Les enjeux de la notion – une première définition


 

            Si l’on désire explorer adéquatement le concept d’histoire, il est nécessaire de


distinguer en premier lieu les différentes significations que recèle le terme même
d’ « histoire ». L’histoire, c’est tout d’abord le récit de ce qui a eu lieu dans le passé, la
connaissance des époques, des évènements, des faits appartenants au passé. C’est l’histoire
entendue comme discipline faisant l’objet d’un enseignement. En un second sens, l’histoire se
réfère à la réalité historique elle-même dont rend compte l’histoire au sens précédent. Elle
désigne alors les évènements ou les actes eux-mêmes, leurs dépendances, leur enchaînement,
etc. C’est en ce sens qu’on peut parler du cours de l’histoire. Cette double signification du
terme « histoire » (ou même triple si l’on pense encore aux « histoires » que l’on « raconte »,
telles les fables, les contes, etc.) dévoile un problème fondamental, celui de l’écriture de
l’histoire. Comment la discipline historique se réfère-t-elle à son objet, l’histoire réelle ? Peut-
elle se constituer en tant que science objective ou est-elle soumise à la subjectivité de
l’historien ou encore aux contextes religieux, idéologiques, etc. ? C’est avec ces questions
épistémologiques (ayant trait à la connaissance) qu’il nous faudra débuter. Ce n’est qu’alors
qu’on pourra s’intéresser à l’histoire de l’histoire (en tant que discipline) puis se poser la
question fondamentale du sens (ou non-sens) de l’histoire, du progrès historique (et peut-être
de son déclin). Ceci nous amènera inévitablement à traiter des liens qui unissent l’homme et
l’histoire. L’homme est-il un être qui se réalise (qui exprime son humanité) historiquement ?

• _Données fournies_:
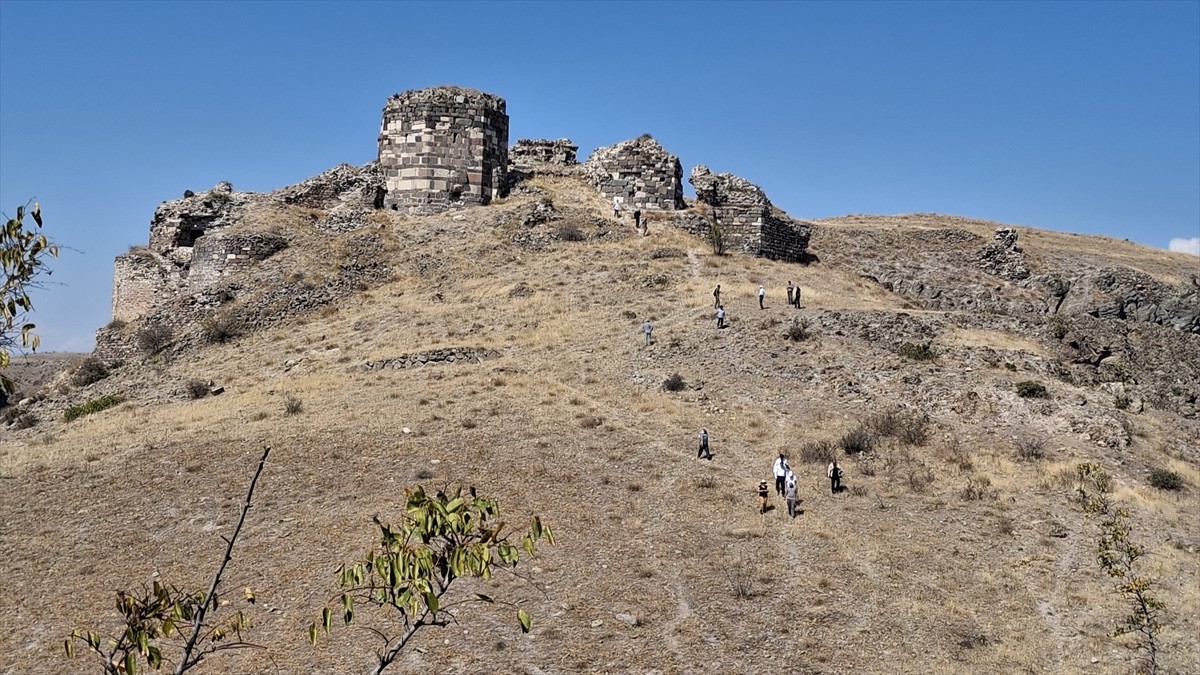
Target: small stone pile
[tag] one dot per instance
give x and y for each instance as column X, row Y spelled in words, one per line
column 1003, row 257
column 528, row 153
column 748, row 220
column 436, row 357
column 639, row 173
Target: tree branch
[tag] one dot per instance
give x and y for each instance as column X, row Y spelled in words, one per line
column 186, row 662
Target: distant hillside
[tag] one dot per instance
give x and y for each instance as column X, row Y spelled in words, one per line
column 970, row 371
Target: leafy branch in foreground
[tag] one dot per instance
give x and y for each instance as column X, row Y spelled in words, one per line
column 441, row 539
column 1119, row 556
column 23, row 252
column 168, row 613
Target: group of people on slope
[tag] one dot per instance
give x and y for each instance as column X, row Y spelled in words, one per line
column 793, row 299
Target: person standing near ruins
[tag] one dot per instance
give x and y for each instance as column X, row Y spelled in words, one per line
column 834, row 473
column 780, row 470
column 790, row 494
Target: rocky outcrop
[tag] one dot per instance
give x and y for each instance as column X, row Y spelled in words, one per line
column 639, row 173
column 1003, row 257
column 749, row 222
column 436, row 357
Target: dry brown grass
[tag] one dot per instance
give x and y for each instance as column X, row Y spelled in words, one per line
column 571, row 422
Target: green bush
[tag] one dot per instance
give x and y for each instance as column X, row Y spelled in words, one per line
column 155, row 338
column 1030, row 389
column 221, row 328
column 90, row 370
column 798, row 330
column 1165, row 479
column 197, row 388
column 91, row 406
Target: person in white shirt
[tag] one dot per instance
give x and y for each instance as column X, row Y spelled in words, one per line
column 780, row 471
column 834, row 473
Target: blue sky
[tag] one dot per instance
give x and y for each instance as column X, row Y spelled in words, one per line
column 1079, row 117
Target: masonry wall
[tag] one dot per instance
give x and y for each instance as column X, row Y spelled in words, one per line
column 640, row 173
column 217, row 254
column 443, row 148
column 141, row 280
column 748, row 220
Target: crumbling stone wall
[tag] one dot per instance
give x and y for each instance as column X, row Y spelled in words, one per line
column 142, row 279
column 532, row 151
column 443, row 148
column 220, row 254
column 177, row 225
column 748, row 220
column 640, row 173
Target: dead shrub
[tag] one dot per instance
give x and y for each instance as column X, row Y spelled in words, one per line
column 675, row 383
column 798, row 330
column 90, row 370
column 1030, row 448
column 292, row 405
column 978, row 489
column 197, row 388
column 919, row 476
column 819, row 452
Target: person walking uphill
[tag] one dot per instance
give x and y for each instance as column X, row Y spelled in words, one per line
column 790, row 494
column 780, row 471
column 834, row 477
column 703, row 452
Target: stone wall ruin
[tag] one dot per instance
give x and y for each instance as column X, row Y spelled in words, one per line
column 639, row 173
column 442, row 148
column 748, row 220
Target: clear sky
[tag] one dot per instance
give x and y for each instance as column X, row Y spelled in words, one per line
column 1081, row 117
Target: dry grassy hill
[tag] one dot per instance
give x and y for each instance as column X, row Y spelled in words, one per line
column 949, row 554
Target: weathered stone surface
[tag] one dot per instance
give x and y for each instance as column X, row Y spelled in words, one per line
column 748, row 220
column 532, row 153
column 447, row 356
column 1003, row 257
column 639, row 173
column 442, row 148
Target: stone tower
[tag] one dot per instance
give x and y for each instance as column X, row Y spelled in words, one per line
column 442, row 148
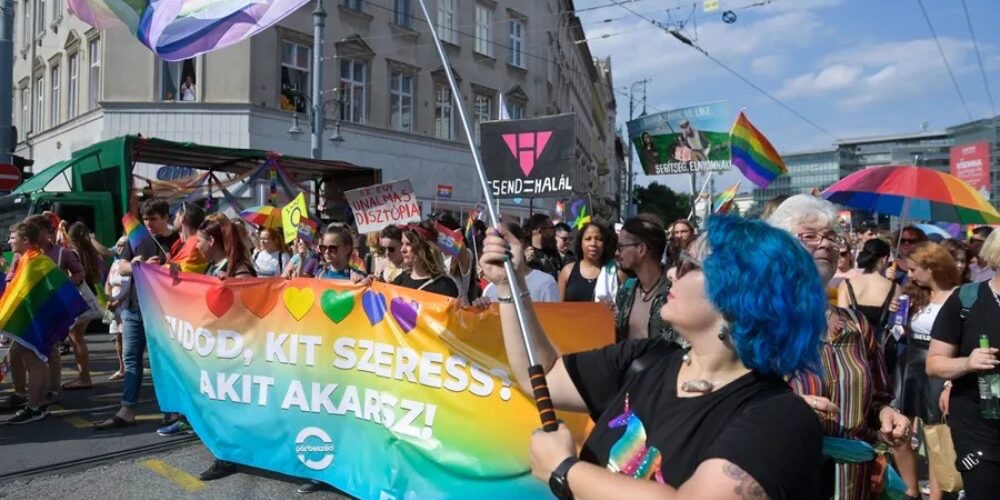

• _Consigne A_:
Répondez à ces questions sur le texte consacré à la notion d'histoire :
(i) Quel est le premier sens du terme « histoire » ?
(ii) Quel troisième sens le texte évoque-t-il entre parenthèses ?
(iii) Par quel type de questions le texte dit-il qu'il faudra débuter ?
• _Consigne B_:
Donnez la suite du texte sur la notion d'histoire, à partir de sa dernière phrase.

• _Réponse A_:
(i) Le récit de ce qui a eu lieu dans le passé, la connaissance des époques, des évènements et des faits passés, c'est-à-dire l'histoire comme discipline faisant l'objet d'un enseignement.
(ii) Les « histoires » que l'on « raconte », telles les fables et les contes.
(iii) Les questions épistémologiques, qui ont trait à la connaissance.

• _Réponse B_:
La connaissance historique a-t-elle un rôle positif à jouer dans la vie humaine, est-elle source
d’enseignement ?

Objectivité et subjectivité
 

« Nous attendons de l’histoire une certaine objectivité, l’objectivité qui lui convient. (…)
L’objectivité ici doit être prise en son sens épistémologique strict : est objectif ce que la
pensée méthodique a élaboré, mis en ordre, compris et ce qu’elle peut ainsi faire comprendre.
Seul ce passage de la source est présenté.